### What to work on
Please reproduce the entries starting at the line that contains "Where can the metal scaffolding" and ending with the last entry, keeping the wording of each line as it stands. Offset every number in the point coordinates by adding 81 to it.

### Task material
**********

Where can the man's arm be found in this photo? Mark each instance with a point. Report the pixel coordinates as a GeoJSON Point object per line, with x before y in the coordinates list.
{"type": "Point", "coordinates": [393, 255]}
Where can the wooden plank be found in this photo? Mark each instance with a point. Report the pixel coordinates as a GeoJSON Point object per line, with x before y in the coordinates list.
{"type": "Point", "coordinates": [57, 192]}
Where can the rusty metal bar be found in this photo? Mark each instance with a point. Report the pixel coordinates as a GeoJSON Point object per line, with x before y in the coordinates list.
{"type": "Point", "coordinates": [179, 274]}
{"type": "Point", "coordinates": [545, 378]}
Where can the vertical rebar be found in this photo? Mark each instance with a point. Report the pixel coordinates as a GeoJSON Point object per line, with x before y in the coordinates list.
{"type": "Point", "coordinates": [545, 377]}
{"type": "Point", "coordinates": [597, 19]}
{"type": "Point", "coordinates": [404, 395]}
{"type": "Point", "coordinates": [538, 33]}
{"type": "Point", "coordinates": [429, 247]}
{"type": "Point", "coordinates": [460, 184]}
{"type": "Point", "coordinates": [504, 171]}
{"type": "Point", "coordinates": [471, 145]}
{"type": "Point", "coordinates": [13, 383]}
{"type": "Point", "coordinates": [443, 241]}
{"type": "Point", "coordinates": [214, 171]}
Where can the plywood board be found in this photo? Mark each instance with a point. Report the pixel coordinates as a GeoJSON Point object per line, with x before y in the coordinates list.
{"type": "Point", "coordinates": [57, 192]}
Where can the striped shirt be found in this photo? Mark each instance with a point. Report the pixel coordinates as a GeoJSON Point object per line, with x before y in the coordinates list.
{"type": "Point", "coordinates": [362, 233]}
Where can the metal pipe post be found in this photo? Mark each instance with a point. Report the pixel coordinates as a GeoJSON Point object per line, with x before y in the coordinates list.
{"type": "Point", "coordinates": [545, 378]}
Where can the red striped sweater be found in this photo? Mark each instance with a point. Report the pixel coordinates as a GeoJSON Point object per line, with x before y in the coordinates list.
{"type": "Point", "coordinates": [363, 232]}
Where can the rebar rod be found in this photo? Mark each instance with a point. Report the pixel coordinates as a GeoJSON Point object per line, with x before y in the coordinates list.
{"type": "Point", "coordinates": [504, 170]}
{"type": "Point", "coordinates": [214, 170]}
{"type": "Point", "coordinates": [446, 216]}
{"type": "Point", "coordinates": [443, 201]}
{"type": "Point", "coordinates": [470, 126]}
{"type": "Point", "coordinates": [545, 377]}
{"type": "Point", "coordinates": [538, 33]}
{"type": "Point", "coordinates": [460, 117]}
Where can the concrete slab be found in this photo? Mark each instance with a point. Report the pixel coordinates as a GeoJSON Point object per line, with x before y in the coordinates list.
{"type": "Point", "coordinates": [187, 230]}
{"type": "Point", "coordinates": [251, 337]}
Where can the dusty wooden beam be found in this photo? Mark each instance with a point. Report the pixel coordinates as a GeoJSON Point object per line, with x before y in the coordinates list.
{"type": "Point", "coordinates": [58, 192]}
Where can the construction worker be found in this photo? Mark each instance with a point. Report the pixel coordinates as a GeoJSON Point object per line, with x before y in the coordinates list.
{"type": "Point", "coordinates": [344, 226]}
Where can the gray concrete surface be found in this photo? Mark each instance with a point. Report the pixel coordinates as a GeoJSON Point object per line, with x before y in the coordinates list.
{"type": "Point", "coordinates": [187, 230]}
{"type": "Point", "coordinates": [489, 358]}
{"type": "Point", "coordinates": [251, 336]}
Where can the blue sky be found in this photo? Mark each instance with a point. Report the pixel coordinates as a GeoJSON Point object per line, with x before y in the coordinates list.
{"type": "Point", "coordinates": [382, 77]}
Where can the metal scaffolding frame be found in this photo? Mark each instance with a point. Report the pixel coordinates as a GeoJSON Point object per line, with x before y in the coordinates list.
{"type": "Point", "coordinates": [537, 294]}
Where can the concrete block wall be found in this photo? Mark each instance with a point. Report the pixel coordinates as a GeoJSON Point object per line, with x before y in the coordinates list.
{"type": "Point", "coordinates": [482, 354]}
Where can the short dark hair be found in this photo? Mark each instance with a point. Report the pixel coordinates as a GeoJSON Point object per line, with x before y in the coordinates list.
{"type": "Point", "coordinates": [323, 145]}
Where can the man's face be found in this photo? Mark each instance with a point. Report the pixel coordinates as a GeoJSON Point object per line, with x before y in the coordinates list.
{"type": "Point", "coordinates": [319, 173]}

**********

### Output
Where can the metal scaffolding frame be found in this photo? Mark each instance with a point. Report the pixel coordinates as a GeoJSON Point object per line, with x before y in the coordinates list.
{"type": "Point", "coordinates": [618, 375]}
Where can the concrete block wall be found in this photo? Mark each instance with a point. Report the pixel coordinates as a GeoJSON Point object per line, with x before y in the coordinates list.
{"type": "Point", "coordinates": [563, 435]}
Where can the short dark hair be found in this photo? Mark each instance with a point. Report the pixel coordinates as a GeoJSON Point object per line, with x before y in the coordinates list.
{"type": "Point", "coordinates": [404, 226]}
Where can the man's face be found in this photo? Mark each instance with a point. Report the pixel coordinates as a GeoJSON Point object per line, with x before y in the coordinates list.
{"type": "Point", "coordinates": [400, 254]}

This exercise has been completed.